_Data for processing_.
====================

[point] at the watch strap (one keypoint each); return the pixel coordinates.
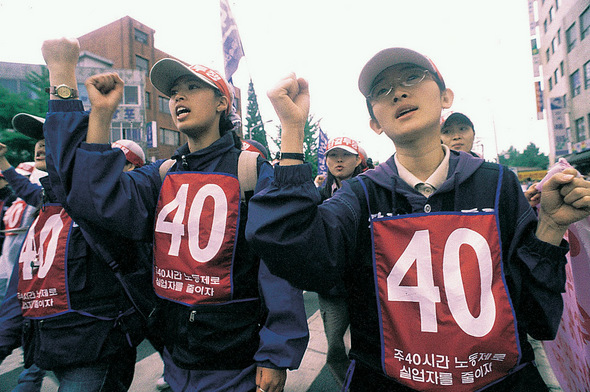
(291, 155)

====================

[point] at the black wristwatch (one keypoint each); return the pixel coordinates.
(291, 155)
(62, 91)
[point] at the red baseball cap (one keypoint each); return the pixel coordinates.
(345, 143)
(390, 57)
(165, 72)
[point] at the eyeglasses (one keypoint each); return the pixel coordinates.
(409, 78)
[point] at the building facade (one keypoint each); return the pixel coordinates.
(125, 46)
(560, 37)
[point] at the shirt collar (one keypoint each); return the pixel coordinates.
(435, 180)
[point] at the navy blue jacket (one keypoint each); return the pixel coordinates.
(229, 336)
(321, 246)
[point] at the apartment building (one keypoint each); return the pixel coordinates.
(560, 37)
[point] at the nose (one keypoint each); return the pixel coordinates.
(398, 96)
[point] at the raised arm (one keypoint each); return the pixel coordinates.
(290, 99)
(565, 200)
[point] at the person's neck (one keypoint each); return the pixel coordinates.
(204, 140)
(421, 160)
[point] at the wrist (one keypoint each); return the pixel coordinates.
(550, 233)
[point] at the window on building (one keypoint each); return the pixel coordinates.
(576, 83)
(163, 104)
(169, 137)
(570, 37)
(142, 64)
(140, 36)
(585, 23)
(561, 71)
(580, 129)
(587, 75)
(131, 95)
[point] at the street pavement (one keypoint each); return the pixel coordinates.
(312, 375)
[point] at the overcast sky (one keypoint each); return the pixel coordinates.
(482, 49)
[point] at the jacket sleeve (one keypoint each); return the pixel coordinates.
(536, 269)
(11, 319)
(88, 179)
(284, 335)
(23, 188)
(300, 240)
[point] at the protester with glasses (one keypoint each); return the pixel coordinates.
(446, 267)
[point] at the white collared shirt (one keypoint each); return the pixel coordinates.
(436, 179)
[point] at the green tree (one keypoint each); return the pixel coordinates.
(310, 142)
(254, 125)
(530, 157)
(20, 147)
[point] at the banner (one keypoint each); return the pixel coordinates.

====================

_Exercise aim_. Reproduce the lines of the entries above from the one with "[point] at the jacket" to the one with "[point] at the banner", both included, exactly and without any other line.

_Reply_.
[point] at the jacket sleeve (one keypoint each); return the pixel coordinates.
(536, 269)
(11, 319)
(88, 179)
(284, 335)
(23, 188)
(300, 240)
[point] at the protester with glasses (one keypoint each); return the pixel coordinates.
(446, 267)
[point] at the white collared shirt (one keypoint each); return the pixel coordinates.
(436, 179)
[point] at the green tree (one keypoint each); return the pixel coordinates.
(310, 142)
(254, 125)
(530, 157)
(20, 147)
[point] at the banner (one keypoint each); return the pixel coordinates.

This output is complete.